*What the exercise asks*: Continue the recap of the Steelers' 2013 season, starting right after its last sentence.

*Excerpt to read*:
Note: Intra-division opponents are in bold text.

===Game summaries===

====Week 1: vs. Tennessee Titans====

The Steelers started their 2013 season at home against the Titans. They scored first when Darius Reynaud down the ball in their own end zone to give the Steelers a safety for a 2–0 lead in the first quarter. In the 2nd quarter, the Titans took the lead as Jackie Battle ran for a 3-yard TD to make the score 7–2 at halftime. After the break, the Titans went right back to work as Rob Bironas nailed 3 field goals starting off in the 3rd quarter when he nailed one from 26 yards and also two in the 4th quarter from 44 and 27 yards out to take leads of 10–2, 13–2, and 16–2 respectively. The Steelers then tried their luck at a comeback attempt but only came up short as Ben Roethlisberger found Jerricho Cotchery on a 4-yard TD pass for a final score of 16–9 and their 3rd straight 0–1 seasonal start.

*Data shown*:

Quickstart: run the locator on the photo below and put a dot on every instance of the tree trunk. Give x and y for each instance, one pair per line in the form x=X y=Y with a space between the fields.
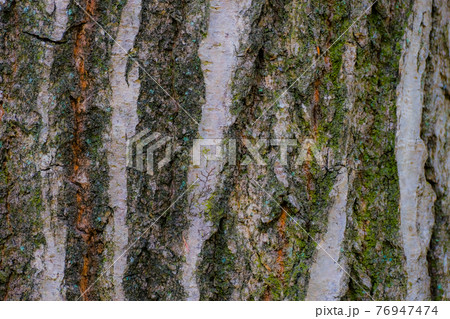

*Output below*:
| Quarter | 1 | 2 | 3 | 4 | Total |
|---|---|---|---|---|---|
| Titans | 0 | 7 | 3 | 6 | 16 |
| Steelers | 2 | 0 | 0 | 7 | 9 |

====Week 2: at Cincinnati Bengals====

After a tough season-opening loss, the Steelers traveled to Cincinnati to take on the Bengals. The Steelers scored first when Shaun Suisham scored a field goal from 44 yards out to make the score 3–0. The Bengals took the lead as Giovani Bernard ran for a 7-yard touchdown making the score 7–3. The Bengals scored again in the 2nd quarter as Mike Nugent nailed a 41-yard field goal to make the score 10–3, followed up by Ben Roethlisberger finding Derek Moye on a 1-yard pass to tie the game at 10–10 at halftime. The Bengals retook the lead in the 3rd quarter as Andy Dalton found Bernard on a 27-yard pass to make the score 17–10, which was followed up by Nugent's 25-yard field goal in the 4th quarter for a final score of 20–10.

With their 2nd straight loss to the Bengals, the Steelers started a season 0–2 for the first time since 2002.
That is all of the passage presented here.